Stated exercise
Locate each line in the entries below that contains the string "person" and copy those lines out. Case counts.

##### Data entries

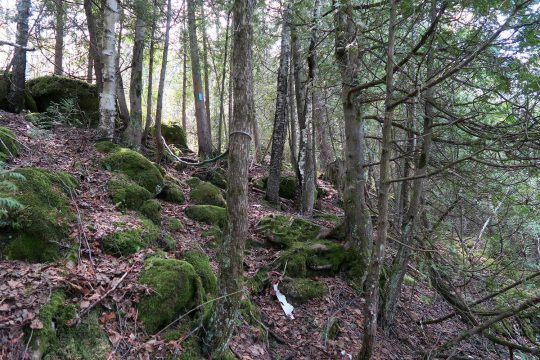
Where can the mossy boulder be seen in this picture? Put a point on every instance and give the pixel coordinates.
(176, 289)
(300, 290)
(50, 89)
(205, 193)
(152, 210)
(129, 238)
(201, 264)
(172, 192)
(125, 193)
(286, 230)
(8, 144)
(174, 135)
(209, 214)
(134, 165)
(314, 257)
(216, 176)
(56, 339)
(36, 231)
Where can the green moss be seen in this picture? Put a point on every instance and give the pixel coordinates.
(125, 193)
(301, 290)
(174, 135)
(209, 214)
(8, 144)
(48, 89)
(304, 258)
(129, 239)
(175, 224)
(285, 230)
(152, 210)
(201, 263)
(172, 193)
(43, 222)
(175, 287)
(57, 340)
(136, 167)
(215, 176)
(205, 193)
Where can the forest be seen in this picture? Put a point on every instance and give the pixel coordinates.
(273, 179)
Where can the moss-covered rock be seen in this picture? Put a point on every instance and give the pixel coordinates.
(176, 288)
(172, 192)
(47, 90)
(125, 193)
(56, 339)
(36, 231)
(209, 214)
(129, 238)
(8, 144)
(133, 165)
(314, 257)
(285, 230)
(215, 176)
(152, 210)
(205, 193)
(300, 290)
(201, 264)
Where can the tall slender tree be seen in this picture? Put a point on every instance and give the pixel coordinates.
(16, 94)
(223, 319)
(281, 115)
(204, 136)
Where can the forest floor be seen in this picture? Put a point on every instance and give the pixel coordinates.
(112, 282)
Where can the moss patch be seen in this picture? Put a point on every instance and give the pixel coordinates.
(301, 290)
(205, 193)
(48, 89)
(152, 210)
(176, 288)
(201, 263)
(209, 214)
(135, 166)
(129, 239)
(285, 230)
(43, 222)
(56, 339)
(8, 145)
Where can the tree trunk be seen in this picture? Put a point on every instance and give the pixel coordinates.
(399, 265)
(107, 101)
(280, 119)
(160, 147)
(149, 90)
(120, 90)
(371, 310)
(357, 223)
(224, 317)
(60, 16)
(16, 94)
(203, 130)
(222, 91)
(134, 129)
(95, 48)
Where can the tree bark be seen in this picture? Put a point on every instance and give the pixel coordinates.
(134, 129)
(371, 309)
(204, 136)
(107, 101)
(223, 319)
(357, 223)
(95, 48)
(149, 90)
(16, 94)
(280, 119)
(59, 13)
(160, 147)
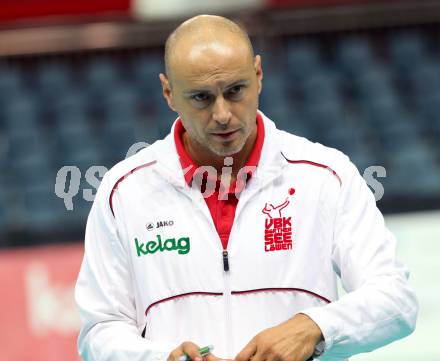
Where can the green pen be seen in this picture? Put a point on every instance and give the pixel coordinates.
(203, 351)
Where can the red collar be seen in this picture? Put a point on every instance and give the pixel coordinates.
(190, 167)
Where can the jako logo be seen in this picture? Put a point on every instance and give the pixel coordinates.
(182, 246)
(159, 224)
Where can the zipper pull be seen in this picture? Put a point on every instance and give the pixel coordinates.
(225, 261)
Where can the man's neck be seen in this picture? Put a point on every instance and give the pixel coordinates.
(203, 157)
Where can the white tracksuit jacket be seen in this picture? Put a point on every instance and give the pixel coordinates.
(154, 261)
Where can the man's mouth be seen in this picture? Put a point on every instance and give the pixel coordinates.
(225, 135)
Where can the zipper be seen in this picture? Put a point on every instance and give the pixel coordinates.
(227, 299)
(225, 261)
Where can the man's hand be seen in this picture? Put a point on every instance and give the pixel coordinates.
(192, 350)
(293, 340)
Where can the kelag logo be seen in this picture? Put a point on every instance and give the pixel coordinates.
(182, 246)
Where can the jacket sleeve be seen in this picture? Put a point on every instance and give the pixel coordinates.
(379, 306)
(104, 294)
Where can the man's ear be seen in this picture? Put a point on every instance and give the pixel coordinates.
(258, 72)
(166, 90)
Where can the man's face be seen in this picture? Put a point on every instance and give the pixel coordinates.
(215, 89)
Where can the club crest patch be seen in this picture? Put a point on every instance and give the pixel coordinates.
(278, 229)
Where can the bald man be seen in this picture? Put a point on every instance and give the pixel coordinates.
(232, 233)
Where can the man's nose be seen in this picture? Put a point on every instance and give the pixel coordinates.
(221, 112)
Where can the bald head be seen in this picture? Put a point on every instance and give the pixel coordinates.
(202, 33)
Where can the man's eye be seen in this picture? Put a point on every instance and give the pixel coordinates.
(236, 89)
(200, 97)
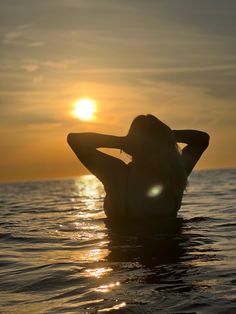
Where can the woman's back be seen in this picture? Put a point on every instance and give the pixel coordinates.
(143, 190)
(153, 183)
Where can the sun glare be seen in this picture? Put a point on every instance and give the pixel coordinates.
(84, 109)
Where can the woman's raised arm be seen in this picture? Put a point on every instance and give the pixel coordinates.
(103, 166)
(197, 142)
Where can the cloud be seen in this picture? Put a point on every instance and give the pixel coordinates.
(20, 38)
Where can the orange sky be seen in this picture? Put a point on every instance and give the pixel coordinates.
(174, 59)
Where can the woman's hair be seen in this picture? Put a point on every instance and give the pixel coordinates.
(157, 139)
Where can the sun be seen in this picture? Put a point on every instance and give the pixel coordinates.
(84, 109)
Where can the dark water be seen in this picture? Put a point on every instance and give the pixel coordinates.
(59, 255)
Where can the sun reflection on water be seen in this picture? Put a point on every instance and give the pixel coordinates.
(98, 272)
(107, 288)
(115, 307)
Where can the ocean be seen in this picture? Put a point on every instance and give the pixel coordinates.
(58, 253)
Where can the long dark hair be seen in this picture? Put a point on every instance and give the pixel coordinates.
(157, 138)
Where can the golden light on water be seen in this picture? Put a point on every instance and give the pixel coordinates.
(85, 109)
(155, 190)
(107, 288)
(98, 272)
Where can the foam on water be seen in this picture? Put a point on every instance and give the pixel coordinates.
(59, 255)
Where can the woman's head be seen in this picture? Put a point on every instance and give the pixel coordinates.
(148, 133)
(151, 140)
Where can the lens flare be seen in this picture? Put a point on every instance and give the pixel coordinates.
(155, 190)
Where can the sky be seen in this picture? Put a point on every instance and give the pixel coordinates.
(175, 59)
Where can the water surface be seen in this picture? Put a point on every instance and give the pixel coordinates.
(58, 253)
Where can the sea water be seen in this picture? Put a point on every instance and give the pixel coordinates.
(58, 253)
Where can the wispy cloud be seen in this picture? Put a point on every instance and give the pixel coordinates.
(21, 38)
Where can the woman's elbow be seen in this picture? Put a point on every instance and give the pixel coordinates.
(206, 139)
(71, 139)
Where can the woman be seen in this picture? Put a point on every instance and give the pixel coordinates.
(152, 184)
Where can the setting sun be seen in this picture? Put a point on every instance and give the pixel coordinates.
(84, 109)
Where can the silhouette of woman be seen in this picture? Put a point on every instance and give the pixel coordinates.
(152, 184)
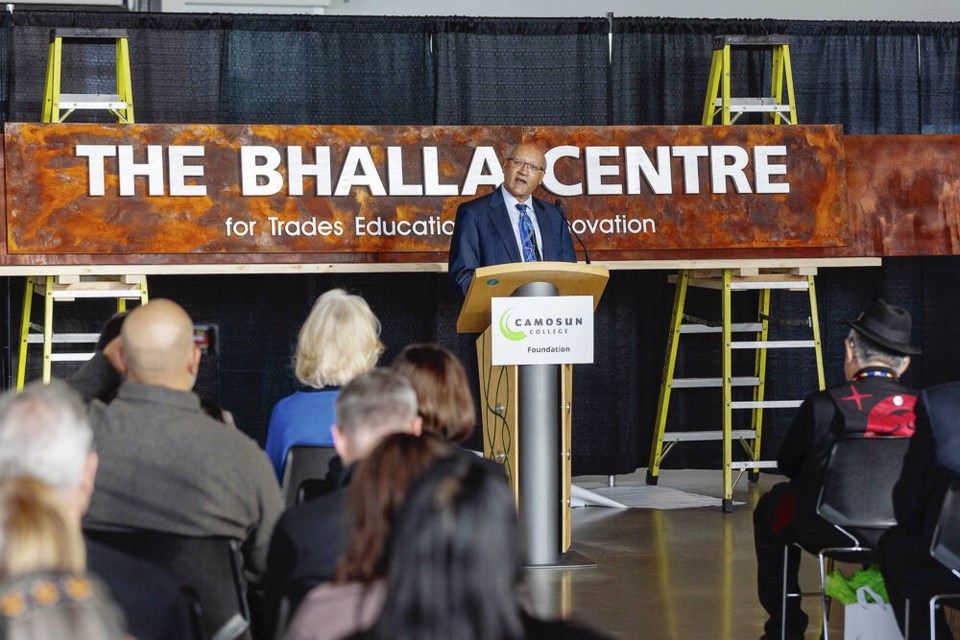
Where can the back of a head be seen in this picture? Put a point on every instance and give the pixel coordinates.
(51, 605)
(378, 401)
(338, 341)
(157, 341)
(377, 492)
(36, 533)
(45, 433)
(454, 558)
(443, 392)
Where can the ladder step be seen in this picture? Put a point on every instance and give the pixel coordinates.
(91, 101)
(774, 344)
(791, 285)
(772, 40)
(714, 383)
(766, 404)
(755, 105)
(88, 34)
(755, 464)
(737, 327)
(706, 436)
(70, 357)
(64, 338)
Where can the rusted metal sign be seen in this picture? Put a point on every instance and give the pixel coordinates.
(266, 189)
(905, 194)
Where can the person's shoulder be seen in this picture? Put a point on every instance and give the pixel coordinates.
(480, 201)
(539, 629)
(313, 512)
(946, 391)
(147, 592)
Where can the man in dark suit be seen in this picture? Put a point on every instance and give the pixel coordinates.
(45, 433)
(931, 463)
(871, 402)
(509, 225)
(308, 538)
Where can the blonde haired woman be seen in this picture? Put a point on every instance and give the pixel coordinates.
(44, 593)
(339, 340)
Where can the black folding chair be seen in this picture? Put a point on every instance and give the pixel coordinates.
(210, 570)
(945, 546)
(303, 463)
(856, 497)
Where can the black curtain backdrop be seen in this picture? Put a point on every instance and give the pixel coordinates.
(338, 70)
(521, 72)
(869, 77)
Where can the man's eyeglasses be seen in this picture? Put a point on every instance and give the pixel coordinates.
(519, 164)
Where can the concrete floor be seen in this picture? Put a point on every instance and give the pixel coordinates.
(684, 574)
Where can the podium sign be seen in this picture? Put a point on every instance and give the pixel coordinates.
(542, 330)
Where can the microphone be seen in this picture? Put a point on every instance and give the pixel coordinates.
(559, 205)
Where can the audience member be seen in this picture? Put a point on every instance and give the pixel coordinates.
(45, 434)
(44, 593)
(48, 605)
(164, 464)
(931, 464)
(444, 400)
(339, 340)
(36, 534)
(379, 487)
(309, 537)
(872, 401)
(455, 565)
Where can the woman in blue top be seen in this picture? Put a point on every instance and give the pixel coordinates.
(339, 340)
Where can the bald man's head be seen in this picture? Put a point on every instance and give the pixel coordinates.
(158, 347)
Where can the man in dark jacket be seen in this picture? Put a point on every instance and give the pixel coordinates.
(45, 433)
(872, 401)
(931, 463)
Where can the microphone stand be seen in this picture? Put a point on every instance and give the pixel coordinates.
(559, 205)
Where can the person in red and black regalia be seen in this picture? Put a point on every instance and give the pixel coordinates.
(871, 401)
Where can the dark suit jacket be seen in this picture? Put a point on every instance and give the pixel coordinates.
(931, 462)
(148, 593)
(483, 236)
(304, 549)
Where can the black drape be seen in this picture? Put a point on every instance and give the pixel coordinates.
(519, 72)
(174, 64)
(336, 70)
(869, 77)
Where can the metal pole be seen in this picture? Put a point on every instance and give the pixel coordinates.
(539, 451)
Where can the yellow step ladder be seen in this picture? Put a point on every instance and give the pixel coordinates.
(57, 106)
(730, 280)
(63, 287)
(731, 108)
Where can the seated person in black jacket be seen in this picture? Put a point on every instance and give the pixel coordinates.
(308, 538)
(45, 433)
(931, 463)
(871, 401)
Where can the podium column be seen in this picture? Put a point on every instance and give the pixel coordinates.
(539, 433)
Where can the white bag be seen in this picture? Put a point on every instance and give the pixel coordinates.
(865, 620)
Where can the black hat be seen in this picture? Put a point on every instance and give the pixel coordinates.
(887, 325)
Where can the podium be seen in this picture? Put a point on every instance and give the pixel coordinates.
(527, 410)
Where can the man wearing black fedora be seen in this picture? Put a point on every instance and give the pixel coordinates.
(871, 401)
(932, 463)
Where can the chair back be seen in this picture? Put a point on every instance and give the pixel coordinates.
(857, 489)
(210, 570)
(304, 462)
(945, 546)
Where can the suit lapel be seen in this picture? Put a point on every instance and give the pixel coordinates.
(546, 229)
(501, 222)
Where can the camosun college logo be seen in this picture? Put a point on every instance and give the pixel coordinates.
(505, 329)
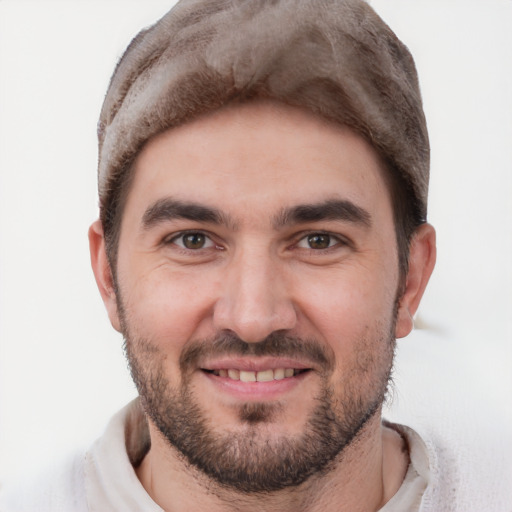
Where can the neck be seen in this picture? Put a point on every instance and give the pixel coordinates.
(363, 478)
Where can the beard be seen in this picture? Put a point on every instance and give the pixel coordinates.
(252, 459)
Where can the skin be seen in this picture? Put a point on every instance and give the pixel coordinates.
(255, 276)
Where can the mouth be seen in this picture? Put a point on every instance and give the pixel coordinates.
(265, 375)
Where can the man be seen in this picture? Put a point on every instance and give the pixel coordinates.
(262, 242)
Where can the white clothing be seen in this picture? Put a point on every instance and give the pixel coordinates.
(103, 479)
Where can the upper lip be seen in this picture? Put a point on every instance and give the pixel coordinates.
(255, 364)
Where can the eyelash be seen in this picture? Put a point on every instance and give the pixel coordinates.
(334, 241)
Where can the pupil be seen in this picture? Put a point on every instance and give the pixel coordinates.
(193, 241)
(319, 241)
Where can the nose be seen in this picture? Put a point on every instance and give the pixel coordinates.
(254, 298)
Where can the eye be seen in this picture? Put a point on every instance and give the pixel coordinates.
(193, 241)
(318, 241)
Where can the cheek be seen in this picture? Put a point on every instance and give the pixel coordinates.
(169, 308)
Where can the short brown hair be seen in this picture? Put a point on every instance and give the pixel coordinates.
(335, 58)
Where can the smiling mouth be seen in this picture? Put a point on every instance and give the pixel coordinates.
(260, 376)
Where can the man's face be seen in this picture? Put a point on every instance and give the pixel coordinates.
(257, 278)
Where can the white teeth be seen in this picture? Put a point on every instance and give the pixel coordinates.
(247, 376)
(234, 374)
(265, 376)
(262, 376)
(279, 374)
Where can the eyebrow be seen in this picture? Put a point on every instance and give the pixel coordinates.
(333, 209)
(170, 209)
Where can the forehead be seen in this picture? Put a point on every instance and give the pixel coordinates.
(265, 154)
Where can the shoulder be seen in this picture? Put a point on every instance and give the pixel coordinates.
(61, 488)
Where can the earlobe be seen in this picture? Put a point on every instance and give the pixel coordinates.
(103, 273)
(422, 258)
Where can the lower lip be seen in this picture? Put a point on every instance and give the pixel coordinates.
(256, 391)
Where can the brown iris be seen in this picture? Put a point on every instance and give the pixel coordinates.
(194, 240)
(319, 241)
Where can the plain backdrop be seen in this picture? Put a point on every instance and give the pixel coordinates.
(62, 370)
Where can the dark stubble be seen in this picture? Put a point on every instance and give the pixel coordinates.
(250, 460)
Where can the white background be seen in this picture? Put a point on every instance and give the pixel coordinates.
(62, 371)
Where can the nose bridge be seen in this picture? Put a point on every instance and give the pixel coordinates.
(255, 298)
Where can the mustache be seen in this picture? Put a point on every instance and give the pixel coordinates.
(277, 344)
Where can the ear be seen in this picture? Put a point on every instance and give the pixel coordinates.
(422, 258)
(103, 273)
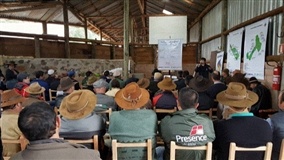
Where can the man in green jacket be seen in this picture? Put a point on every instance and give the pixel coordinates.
(186, 127)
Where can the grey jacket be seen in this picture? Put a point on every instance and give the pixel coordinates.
(55, 149)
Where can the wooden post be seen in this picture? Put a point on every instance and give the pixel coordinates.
(66, 30)
(86, 28)
(126, 39)
(94, 49)
(112, 51)
(101, 34)
(37, 47)
(44, 27)
(224, 25)
(199, 46)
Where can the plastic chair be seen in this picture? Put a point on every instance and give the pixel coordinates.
(267, 149)
(94, 140)
(147, 144)
(207, 148)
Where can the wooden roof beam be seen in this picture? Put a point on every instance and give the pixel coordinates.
(141, 4)
(81, 18)
(205, 11)
(28, 8)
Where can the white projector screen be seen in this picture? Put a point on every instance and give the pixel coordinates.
(167, 27)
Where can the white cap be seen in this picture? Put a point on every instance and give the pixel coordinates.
(50, 71)
(116, 73)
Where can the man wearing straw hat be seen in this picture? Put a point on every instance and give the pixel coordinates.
(133, 124)
(165, 99)
(67, 86)
(35, 94)
(11, 103)
(184, 125)
(241, 127)
(40, 126)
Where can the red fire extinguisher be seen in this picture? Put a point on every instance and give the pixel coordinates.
(276, 85)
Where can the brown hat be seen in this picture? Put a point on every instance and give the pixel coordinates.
(91, 80)
(35, 88)
(199, 83)
(167, 84)
(143, 83)
(65, 84)
(132, 97)
(78, 104)
(11, 63)
(10, 97)
(236, 95)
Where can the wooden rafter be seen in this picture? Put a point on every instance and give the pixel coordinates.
(28, 8)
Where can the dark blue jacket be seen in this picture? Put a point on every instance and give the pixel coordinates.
(45, 85)
(245, 130)
(277, 125)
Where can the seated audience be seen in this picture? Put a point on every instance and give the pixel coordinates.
(165, 99)
(183, 124)
(115, 87)
(200, 85)
(67, 86)
(23, 83)
(84, 81)
(144, 83)
(78, 117)
(240, 77)
(35, 94)
(241, 127)
(226, 77)
(54, 84)
(180, 82)
(133, 124)
(11, 75)
(11, 103)
(51, 77)
(276, 123)
(40, 125)
(40, 79)
(93, 78)
(216, 88)
(264, 96)
(106, 76)
(153, 87)
(117, 75)
(71, 74)
(203, 69)
(104, 101)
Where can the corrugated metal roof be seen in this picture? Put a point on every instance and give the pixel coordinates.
(105, 15)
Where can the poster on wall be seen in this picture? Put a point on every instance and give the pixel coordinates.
(219, 61)
(254, 49)
(234, 48)
(170, 54)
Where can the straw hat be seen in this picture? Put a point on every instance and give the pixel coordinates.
(143, 83)
(10, 97)
(65, 84)
(35, 88)
(78, 104)
(253, 80)
(199, 83)
(132, 97)
(167, 84)
(236, 95)
(91, 80)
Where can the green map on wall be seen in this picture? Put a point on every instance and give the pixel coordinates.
(256, 47)
(235, 52)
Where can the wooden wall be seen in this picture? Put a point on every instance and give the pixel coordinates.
(145, 58)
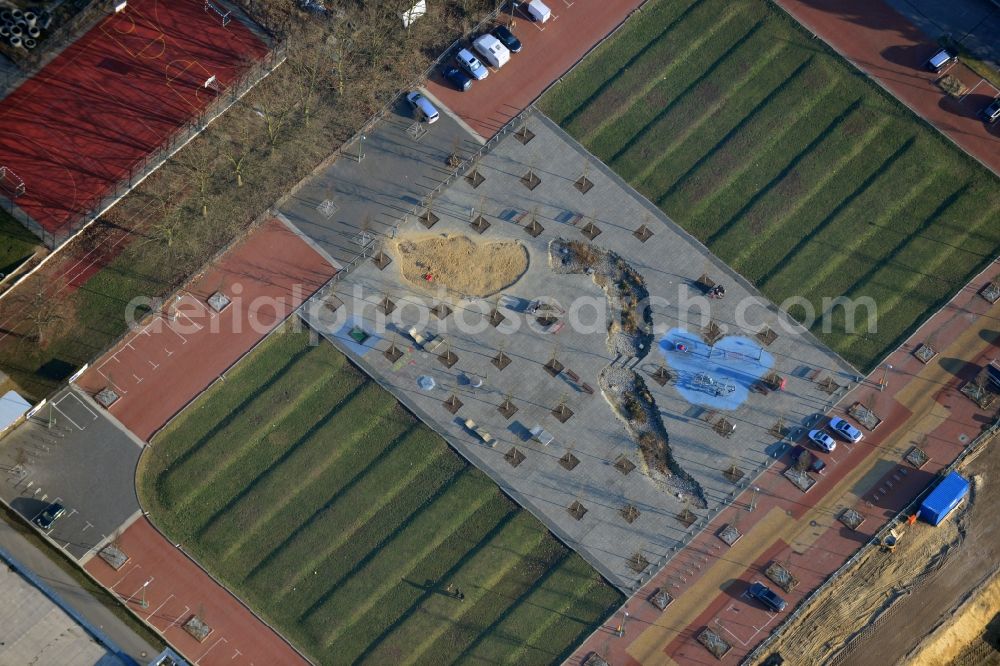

##########

Solution for this exercise
Where can the person's shoulder be seen in this picture? Put a point on every instance and give the pixel coordinates.
Where can the person in red and black regalia be seen in this picture? Put a point on every instance and give the pixel coordinates.
Where can the seated person in black jacket be seen in this picture? Put a point on every instance and give the pixel coordinates.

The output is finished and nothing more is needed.